**What the exercise asks**
Please return every line of the records below that holds the word "pink".
(Input data)
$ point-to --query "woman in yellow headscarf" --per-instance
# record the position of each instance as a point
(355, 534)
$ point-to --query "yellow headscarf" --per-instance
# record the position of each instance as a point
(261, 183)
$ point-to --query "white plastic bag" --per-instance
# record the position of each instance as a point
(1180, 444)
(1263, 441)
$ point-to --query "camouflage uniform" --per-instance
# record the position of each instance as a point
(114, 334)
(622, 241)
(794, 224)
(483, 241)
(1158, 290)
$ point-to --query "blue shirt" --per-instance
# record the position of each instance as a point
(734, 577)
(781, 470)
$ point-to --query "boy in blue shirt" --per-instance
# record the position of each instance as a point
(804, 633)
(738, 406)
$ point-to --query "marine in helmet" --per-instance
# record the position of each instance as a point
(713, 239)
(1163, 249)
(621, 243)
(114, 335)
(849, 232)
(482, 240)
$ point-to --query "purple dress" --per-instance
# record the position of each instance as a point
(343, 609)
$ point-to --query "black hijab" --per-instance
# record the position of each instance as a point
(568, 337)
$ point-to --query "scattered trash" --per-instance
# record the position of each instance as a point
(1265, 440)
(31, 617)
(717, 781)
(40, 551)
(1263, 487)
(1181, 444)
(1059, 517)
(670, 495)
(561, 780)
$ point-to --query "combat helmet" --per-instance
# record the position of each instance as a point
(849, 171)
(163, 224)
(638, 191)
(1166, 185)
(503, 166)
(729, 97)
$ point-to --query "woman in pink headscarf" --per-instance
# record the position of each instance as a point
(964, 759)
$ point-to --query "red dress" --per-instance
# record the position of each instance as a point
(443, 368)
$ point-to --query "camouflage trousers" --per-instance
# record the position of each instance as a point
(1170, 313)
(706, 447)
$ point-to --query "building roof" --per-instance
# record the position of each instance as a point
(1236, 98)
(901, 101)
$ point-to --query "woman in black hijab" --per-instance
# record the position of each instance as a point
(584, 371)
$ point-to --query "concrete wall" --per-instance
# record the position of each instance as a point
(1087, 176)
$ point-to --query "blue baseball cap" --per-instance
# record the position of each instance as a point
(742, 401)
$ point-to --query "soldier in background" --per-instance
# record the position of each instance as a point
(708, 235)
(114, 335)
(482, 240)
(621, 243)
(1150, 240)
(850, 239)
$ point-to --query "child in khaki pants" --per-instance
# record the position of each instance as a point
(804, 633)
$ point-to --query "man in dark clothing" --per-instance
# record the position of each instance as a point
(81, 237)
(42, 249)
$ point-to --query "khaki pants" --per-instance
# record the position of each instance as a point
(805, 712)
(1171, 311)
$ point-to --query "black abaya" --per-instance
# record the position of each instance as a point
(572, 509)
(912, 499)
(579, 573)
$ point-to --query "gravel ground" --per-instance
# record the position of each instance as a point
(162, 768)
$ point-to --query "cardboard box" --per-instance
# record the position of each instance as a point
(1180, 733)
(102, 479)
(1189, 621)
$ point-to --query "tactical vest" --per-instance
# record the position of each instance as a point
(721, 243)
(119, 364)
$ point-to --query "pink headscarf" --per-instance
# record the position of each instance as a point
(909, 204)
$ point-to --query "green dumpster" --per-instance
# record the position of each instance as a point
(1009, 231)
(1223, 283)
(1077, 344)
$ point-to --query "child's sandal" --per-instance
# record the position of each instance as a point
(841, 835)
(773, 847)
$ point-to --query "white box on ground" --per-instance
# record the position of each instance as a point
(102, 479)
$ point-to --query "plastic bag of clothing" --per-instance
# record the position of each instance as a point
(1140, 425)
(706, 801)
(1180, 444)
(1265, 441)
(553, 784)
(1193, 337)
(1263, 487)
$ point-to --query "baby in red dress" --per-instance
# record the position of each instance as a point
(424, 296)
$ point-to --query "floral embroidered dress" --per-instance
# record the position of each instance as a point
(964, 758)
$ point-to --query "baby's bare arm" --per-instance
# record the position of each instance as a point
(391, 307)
(End Input data)
**Solved problem**
$ point-to --query "woman in pink headscarf" --per-instance
$ point-to --query "pink headscarf" --per-instance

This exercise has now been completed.